_Activity_. Give back exactly the lines of the data below, starting with the line that has "box: [0, 215, 15, 246]" and going on through the line that has "box: [245, 468, 470, 626]".

_Excerpted records_.
*** Begin section ***
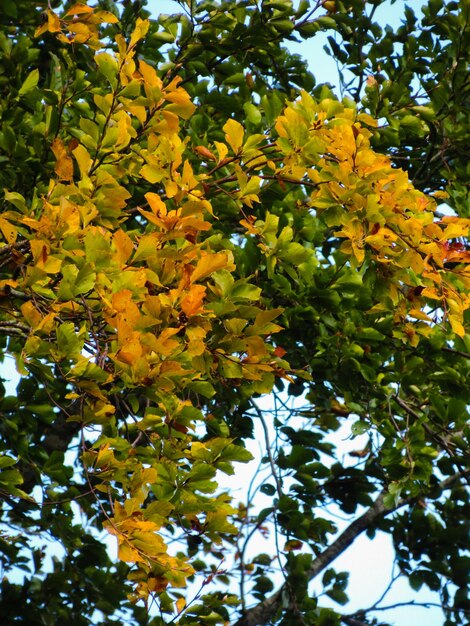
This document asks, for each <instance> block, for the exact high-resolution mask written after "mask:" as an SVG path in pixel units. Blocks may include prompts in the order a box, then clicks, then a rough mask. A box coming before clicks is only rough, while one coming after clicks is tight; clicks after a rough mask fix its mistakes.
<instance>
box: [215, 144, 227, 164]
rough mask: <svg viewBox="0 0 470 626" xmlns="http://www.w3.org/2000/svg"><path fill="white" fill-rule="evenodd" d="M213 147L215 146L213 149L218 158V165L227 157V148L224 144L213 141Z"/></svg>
*** End section ***
*** Begin section ***
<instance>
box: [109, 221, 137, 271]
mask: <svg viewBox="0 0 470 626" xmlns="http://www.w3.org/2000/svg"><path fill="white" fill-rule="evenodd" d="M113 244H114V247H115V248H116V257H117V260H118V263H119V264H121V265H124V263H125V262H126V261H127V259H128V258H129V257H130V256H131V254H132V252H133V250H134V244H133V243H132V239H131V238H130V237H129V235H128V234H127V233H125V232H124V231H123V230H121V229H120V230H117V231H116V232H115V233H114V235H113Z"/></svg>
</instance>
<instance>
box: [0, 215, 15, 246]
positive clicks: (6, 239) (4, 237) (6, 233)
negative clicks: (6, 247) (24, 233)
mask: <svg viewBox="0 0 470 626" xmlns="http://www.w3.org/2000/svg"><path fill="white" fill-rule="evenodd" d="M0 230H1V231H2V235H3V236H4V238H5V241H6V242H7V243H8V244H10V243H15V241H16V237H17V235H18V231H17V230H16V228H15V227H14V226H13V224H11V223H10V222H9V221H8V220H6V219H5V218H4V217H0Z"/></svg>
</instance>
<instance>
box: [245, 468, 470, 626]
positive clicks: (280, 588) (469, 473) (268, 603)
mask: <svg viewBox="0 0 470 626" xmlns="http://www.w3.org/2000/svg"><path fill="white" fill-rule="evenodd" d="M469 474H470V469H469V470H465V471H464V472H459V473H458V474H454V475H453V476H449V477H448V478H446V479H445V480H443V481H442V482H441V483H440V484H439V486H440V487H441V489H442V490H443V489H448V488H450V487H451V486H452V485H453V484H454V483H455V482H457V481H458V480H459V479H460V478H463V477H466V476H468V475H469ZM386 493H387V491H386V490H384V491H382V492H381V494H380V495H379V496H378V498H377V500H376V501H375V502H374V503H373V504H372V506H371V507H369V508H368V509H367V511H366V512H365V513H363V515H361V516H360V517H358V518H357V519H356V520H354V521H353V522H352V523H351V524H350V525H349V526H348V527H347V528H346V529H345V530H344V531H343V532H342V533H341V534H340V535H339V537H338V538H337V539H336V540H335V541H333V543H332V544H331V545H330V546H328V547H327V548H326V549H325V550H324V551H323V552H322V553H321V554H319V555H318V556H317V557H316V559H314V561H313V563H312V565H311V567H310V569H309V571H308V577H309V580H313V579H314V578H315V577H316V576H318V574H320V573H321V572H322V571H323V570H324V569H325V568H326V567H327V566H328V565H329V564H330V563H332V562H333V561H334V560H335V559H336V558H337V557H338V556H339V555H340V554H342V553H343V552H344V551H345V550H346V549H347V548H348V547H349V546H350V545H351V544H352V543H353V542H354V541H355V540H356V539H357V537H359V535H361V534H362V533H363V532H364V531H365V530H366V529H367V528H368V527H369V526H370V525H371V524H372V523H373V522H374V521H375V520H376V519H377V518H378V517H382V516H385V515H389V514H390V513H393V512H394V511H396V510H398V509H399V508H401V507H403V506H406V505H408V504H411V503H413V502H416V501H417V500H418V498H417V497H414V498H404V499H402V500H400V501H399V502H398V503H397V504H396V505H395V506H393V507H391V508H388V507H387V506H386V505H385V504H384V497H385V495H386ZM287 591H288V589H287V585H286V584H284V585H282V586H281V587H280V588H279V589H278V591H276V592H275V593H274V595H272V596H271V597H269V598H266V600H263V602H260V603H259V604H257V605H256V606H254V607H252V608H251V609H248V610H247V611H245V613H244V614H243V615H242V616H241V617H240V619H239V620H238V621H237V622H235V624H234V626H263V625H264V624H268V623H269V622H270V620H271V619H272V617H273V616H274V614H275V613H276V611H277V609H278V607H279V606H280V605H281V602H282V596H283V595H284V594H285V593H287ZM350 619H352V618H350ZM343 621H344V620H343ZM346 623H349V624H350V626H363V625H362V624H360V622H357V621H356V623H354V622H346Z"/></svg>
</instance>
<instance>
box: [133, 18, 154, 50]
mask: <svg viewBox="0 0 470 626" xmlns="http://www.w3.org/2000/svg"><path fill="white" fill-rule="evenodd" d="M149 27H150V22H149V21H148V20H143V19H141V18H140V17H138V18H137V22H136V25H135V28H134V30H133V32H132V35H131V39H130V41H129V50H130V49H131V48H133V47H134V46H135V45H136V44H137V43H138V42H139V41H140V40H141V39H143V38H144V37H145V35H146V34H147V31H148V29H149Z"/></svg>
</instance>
*** End section ***
*** Begin section ***
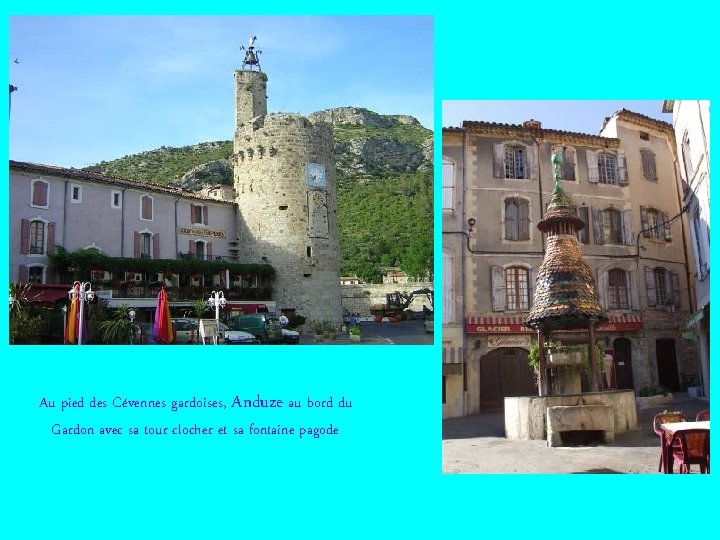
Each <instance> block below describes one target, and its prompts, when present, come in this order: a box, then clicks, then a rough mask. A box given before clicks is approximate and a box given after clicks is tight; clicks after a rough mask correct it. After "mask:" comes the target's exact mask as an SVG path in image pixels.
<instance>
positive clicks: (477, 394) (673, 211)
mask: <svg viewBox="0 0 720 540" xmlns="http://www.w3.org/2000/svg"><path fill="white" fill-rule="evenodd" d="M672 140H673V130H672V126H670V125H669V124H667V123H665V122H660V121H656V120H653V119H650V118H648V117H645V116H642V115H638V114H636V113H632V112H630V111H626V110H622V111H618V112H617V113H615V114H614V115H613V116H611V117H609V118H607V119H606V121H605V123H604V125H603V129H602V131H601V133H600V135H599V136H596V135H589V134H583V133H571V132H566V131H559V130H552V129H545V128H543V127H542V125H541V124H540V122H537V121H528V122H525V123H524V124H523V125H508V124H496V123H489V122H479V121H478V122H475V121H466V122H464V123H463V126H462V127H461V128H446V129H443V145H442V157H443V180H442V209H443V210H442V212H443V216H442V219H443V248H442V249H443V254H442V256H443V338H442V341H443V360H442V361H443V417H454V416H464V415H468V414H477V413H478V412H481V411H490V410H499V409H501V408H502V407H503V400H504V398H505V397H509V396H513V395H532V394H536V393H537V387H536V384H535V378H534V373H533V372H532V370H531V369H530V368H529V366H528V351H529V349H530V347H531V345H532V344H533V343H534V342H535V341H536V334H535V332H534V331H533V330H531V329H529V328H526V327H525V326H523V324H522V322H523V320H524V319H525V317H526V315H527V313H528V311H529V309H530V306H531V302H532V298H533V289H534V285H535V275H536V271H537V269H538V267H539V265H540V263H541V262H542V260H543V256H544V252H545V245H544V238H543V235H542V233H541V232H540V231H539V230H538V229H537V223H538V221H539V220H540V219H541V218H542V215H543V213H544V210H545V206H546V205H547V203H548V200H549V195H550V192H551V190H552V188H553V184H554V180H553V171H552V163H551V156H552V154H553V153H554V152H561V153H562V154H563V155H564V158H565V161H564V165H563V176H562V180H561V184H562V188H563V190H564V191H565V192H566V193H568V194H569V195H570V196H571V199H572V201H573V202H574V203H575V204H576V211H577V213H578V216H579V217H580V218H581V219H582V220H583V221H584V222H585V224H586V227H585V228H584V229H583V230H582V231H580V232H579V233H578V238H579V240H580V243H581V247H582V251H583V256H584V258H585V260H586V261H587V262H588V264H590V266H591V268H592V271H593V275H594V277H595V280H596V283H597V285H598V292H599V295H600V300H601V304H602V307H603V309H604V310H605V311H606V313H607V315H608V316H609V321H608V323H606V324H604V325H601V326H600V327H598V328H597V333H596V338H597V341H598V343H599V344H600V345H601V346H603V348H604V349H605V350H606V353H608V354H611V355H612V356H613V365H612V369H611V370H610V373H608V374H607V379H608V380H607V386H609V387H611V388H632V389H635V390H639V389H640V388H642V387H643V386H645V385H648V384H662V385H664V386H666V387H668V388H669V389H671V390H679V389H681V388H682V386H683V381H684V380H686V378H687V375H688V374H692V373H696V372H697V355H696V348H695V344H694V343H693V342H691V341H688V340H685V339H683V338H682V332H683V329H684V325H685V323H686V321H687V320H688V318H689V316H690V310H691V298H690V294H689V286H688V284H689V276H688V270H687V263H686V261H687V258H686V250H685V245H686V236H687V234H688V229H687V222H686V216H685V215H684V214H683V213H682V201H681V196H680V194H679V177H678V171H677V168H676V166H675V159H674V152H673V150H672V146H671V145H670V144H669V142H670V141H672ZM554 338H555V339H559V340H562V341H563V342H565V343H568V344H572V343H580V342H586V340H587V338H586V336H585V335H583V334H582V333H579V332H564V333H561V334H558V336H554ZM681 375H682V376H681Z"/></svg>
*** End section ***
_Answer for the task_.
box: [0, 215, 15, 246]
positive clicks: (6, 239) (4, 237) (6, 233)
negative clicks: (6, 247) (24, 233)
mask: <svg viewBox="0 0 470 626" xmlns="http://www.w3.org/2000/svg"><path fill="white" fill-rule="evenodd" d="M0 230H1V231H2V235H3V236H4V238H5V241H6V242H7V243H8V244H10V243H15V241H16V237H17V235H18V231H17V230H16V228H15V227H14V226H13V224H11V223H10V222H9V221H8V220H6V219H5V218H4V217H0Z"/></svg>
</instance>
<instance>
box: [245, 468, 470, 626]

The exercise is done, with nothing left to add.